Strong consumer care growth strategy unveiled by Croda as it targets £1b sales

Smart science giant Croda International has revealed how it is targeting sales of £1 billion in its consumer care division in the next three years.

The ambitious growth would represent a 31 per cent increase on 2021’s £763 million, with recent acquisitions in natural fragrances and flavours boosting the bottom line.

Investors and analysts have been briefed on how the area has “evolved significantly in recent years to become a highly differentiated sector for Croda, comprising four business units, each with leading market positions in fast growth niches”.

Read more: Croda posts record results as Covid-19 vaccine role leads growth across the board

The East Yorkshire-based FTSE-listed firm has united businesses providing innovative and sustainable solutions to manufacturers in home care, beauty, personal care and fragrance.

A special seminar was held at The Royal Society of Chemistry in London to outline the progress.

Steve Foots, chief executive of Croda International Plc. (Croda)

Group chief executive Steve Foots flagged leadership in sustainability and innovation, as well as increased proximity to customers, as pillars for accelerating growth.
*****
### WORK INSTRUCTIONS
1 - In the Croda article, rewrite the stretch from "Steve Foots, chief" through "for accelerating growth.", changing "sustainability" to "environmental responsibility".
2 - Where was the special seminar on the consumer care progress held, according to the Croda article?
3 - Continue the article about Croda's consumer care growth strategy from where it stops.

### Referring expression grounding lines
*****
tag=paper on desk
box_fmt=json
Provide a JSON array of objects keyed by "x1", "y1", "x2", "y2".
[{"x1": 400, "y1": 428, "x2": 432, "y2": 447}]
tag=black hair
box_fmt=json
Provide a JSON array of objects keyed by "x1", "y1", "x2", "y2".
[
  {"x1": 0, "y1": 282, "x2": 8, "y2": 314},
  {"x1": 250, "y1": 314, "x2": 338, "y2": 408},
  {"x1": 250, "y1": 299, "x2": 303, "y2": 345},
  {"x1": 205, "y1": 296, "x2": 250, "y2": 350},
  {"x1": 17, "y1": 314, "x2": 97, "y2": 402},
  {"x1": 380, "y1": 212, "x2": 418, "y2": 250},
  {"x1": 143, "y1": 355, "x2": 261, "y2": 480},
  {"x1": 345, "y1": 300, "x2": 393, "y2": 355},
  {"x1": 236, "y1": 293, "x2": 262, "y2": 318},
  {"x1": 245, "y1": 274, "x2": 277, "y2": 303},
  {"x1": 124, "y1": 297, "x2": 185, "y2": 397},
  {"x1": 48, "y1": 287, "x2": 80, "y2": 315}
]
*****
### RESPONSE LIST
1 -
Steve Foots, chief executive of Croda International Plc. (Croda)

Group chief executive Steve Foots flagged leadership in environmental responsibility and innovation, as well as increased proximity to customers, as pillars for accelerating growth.

2 - At The Royal Society of Chemistry in London.

3 -
A minimum of 5 per cent annual sales growth is the expectation, with synergies from the recent buy-outs of Alban Muller and Parfex - chiefly focused on the French fragrance market - in addition to this.

Croda, which turned over £1.9 billion as a group in 2021, also anticipates an additional benefit to sales from the successful recovery of cost inflation this year.

The company said return on sales is expected to improve over the medium term, from 24.7 per cent in 2021, principally through improved business mix and innovation.

Mr Foots said: "Trading in the first three months of 2022 has been robust, including a strong start for Consumer Care, and we continue to successfully recover input cost inflation."

Shares closed up 4.6 per cent at 7,874p, providing a market capitalisation of more than £11 billion for the Cowick Hall headquartered firm.